[Point localization data]
※ ※ ※
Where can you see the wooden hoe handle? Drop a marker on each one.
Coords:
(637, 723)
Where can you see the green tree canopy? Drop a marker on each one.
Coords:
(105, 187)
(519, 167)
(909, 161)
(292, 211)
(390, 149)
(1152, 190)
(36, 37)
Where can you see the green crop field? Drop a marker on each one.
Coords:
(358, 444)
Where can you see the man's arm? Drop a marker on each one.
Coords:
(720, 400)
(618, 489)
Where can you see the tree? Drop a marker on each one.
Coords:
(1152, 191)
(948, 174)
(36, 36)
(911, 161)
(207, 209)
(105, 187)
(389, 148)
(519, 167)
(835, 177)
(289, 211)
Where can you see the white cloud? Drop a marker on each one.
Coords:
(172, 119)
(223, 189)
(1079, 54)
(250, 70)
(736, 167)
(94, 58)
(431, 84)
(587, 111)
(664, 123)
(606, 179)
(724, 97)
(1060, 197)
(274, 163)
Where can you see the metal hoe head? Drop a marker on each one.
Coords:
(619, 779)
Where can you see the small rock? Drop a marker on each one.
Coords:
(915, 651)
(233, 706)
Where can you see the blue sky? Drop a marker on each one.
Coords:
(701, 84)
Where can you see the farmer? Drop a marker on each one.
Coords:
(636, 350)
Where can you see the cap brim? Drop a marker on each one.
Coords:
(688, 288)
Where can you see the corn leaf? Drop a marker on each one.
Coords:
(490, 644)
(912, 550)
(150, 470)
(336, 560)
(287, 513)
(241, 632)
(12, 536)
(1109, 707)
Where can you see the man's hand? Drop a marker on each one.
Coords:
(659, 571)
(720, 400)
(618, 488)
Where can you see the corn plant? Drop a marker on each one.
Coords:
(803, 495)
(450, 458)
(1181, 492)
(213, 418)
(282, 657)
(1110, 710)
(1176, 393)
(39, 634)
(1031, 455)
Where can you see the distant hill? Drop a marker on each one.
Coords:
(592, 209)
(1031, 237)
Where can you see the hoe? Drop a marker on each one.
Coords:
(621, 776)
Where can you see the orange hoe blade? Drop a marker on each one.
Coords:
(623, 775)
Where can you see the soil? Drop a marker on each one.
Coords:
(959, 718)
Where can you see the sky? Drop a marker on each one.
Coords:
※ ※ ※
* **Exercise**:
Filter the lines above, keeping each one that contains the string "corn".

* **Exercise response**:
Where can you see the corn leaf? Drop a marker on each one.
Where can you see the corn plant? Drop a marker on each one.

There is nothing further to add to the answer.